* [Extracted records]
-------
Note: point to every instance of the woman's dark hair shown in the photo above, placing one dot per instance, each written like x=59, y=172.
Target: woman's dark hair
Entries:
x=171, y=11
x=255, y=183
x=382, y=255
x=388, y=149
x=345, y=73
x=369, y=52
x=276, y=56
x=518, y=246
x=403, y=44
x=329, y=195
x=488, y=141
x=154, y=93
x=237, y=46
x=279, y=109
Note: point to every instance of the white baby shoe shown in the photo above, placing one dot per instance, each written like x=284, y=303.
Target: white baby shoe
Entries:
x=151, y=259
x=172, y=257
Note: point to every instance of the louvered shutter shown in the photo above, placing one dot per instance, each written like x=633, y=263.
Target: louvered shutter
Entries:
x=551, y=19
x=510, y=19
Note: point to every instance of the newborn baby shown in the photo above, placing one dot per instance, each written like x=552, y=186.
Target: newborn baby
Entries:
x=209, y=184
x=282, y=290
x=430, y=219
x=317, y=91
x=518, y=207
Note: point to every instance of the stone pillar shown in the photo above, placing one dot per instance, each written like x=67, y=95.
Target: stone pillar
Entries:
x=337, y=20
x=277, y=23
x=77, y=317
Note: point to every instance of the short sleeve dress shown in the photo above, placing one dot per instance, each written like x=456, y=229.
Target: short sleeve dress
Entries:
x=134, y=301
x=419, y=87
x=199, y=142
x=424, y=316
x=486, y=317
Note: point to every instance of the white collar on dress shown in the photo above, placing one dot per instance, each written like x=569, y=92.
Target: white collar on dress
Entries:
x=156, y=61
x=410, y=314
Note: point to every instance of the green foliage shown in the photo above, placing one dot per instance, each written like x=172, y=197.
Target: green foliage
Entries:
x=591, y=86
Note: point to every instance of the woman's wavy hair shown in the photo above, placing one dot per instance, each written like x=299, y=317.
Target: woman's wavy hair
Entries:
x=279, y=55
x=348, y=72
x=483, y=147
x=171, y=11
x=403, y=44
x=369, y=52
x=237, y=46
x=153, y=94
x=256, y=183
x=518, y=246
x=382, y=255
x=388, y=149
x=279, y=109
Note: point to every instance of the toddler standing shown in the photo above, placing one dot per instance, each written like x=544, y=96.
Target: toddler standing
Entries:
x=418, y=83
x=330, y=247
-------
* [Task statement] Emit the full listing verbatim.

* [Exercise result]
Note: point to every instance of the woman's dark hair shown in the photo above, placing one dot per instance, each written like x=59, y=172.
Target: woman's dark hair
Entries:
x=171, y=11
x=255, y=183
x=382, y=255
x=388, y=149
x=345, y=73
x=369, y=52
x=276, y=56
x=518, y=246
x=403, y=44
x=329, y=195
x=488, y=141
x=154, y=93
x=237, y=46
x=279, y=109
Note: point to every instance of the white baby shoe shown in the photo above, placing one dot per instance, each written like x=284, y=303.
Target: white baby shoe
Entries:
x=151, y=259
x=172, y=257
Note: point to every instance of the louvered shutter shown in the photo above, placing one dot per instance, each written like x=633, y=263.
Target: louvered shutter
Entries:
x=551, y=19
x=510, y=19
Note: point to every instance of the newborn baby shown in the photo above, placing one dot per instance, each written like x=552, y=186.
Target: newborn baby
Entries:
x=209, y=184
x=282, y=290
x=430, y=219
x=317, y=91
x=518, y=207
Note: point to every instance of the stone pillar shown in the photo above, placing one dot per instance, each written like x=67, y=95.
Target: stone pillar
Entries:
x=337, y=20
x=277, y=23
x=77, y=317
Note: point to every instance of the short sleeve dress shown in the photo above, placing one dot per instance, each written like x=456, y=229.
Target: short sleeve dress
Entries:
x=134, y=301
x=419, y=87
x=199, y=142
x=424, y=316
x=486, y=317
Note: point to every instance of the white collar on dress shown in the photo above, placing one dot per instance, each written like x=569, y=92.
Target: white collar on dress
Entries:
x=156, y=61
x=410, y=314
Note: point to every instance of the green foliage shown in the photo above, placing one dot per instance, each written like x=172, y=197.
Target: green foliage
Entries:
x=591, y=86
Note: point to every instance of the woman's wavy hair shown in the photo above, placing one dot per instance, each written like x=299, y=317.
Target: woman's wavy hair
Entries:
x=279, y=55
x=348, y=72
x=483, y=147
x=171, y=11
x=403, y=44
x=369, y=52
x=237, y=46
x=153, y=94
x=256, y=183
x=518, y=246
x=382, y=255
x=388, y=149
x=279, y=109
Note: point to every instance of the toddler standing shown in the photo above, placing one dot per instance, each written like x=544, y=96.
Target: toddler standing
Entries:
x=418, y=83
x=330, y=247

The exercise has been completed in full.